Study text:
Smoking marijuana to relieve the symptoms of multiple sclerosis is a practice with a fair number of adherents, though it has not been subject to rigorous testing. A new study finds that puffing weed does have a rapid and measurable effect on MS patients' muscle spasticity and on their perception of pain. But subjects who smoked pot were not able to walk any faster and -- surprise! -- they felt higher than members of the control group who smoked marijuana stripped of THC.
The study, published Monday in the Canadian Medical Association Journal, recruited 30 MS patients who suffered from spasticity -- stiffness and involuntary muscle spasms that are a common symptom of MS -- as well as from pain, usually in the back. Divided into two groups, each group got marijuana and placebo marijuana, with a "wash-out" period of eleven days, during which neither was taken. Forty-five minutes after smoking placebo or cannibis cigarettes -- provided by the National Institute on Drug Abuse-- subjects were administered a test of muscle tone in the elbows, hips and knees, a walking-speed test, a pain inventory and a test gauging cognitive symptoms.

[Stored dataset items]

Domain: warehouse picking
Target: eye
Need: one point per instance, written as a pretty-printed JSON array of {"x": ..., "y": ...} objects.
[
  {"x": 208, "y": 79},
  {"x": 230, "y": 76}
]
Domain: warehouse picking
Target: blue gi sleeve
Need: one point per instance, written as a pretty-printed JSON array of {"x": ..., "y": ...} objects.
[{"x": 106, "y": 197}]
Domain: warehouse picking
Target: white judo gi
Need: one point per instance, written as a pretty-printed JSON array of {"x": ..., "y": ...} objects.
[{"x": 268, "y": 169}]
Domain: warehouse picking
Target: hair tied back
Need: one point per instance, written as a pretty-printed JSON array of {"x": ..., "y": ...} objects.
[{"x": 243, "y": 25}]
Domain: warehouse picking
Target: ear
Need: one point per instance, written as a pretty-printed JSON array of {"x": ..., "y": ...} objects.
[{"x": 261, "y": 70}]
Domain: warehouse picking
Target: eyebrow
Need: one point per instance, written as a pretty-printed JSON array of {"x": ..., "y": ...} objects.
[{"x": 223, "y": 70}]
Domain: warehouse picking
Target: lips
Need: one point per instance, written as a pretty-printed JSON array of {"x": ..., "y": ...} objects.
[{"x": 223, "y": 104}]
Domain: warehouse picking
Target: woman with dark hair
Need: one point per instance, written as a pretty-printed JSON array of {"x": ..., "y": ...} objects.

Work instruction 1: Copy the passage of the article on smoking marijuana for multiple sclerosis verbatim, from "Smoking marijuana to" up to and including "stripped of THC.".
Work instruction 2: Resume the article on smoking marijuana for multiple sclerosis, starting right after its final sentence.

Final answer 1:
Smoking marijuana to relieve the symptoms of multiple sclerosis is a practice with a fair number of adherents, though it has not been subject to rigorous testing. A new study finds that puffing weed does have a rapid and measurable effect on MS patients' muscle spasticity and on their perception of pain. But subjects who smoked pot were not able to walk any faster and -- surprise! -- they felt higher than members of the control group who smoked marijuana stripped of THC.

Final answer 2:
Past tests have found that orally administered cannabinoids elicit subjective improvements in spasticity among those with MS, but no evidence of actual change. And anti-spasmodic medications, including baclofen and tizanidine, reduce spasticity in many patients. But while those appear to have some ill-defined cognitive side effects, there was no ambiguity in smoked marijuana's effect: "Though generally well-tolerated by our participants, smoking cannibus was accompanied by acute cognitive effects," the authors wrote. Future studies, they said, should focus on whether less than a full cigarette's worth of cannibis could have the same benefits with a less intense high.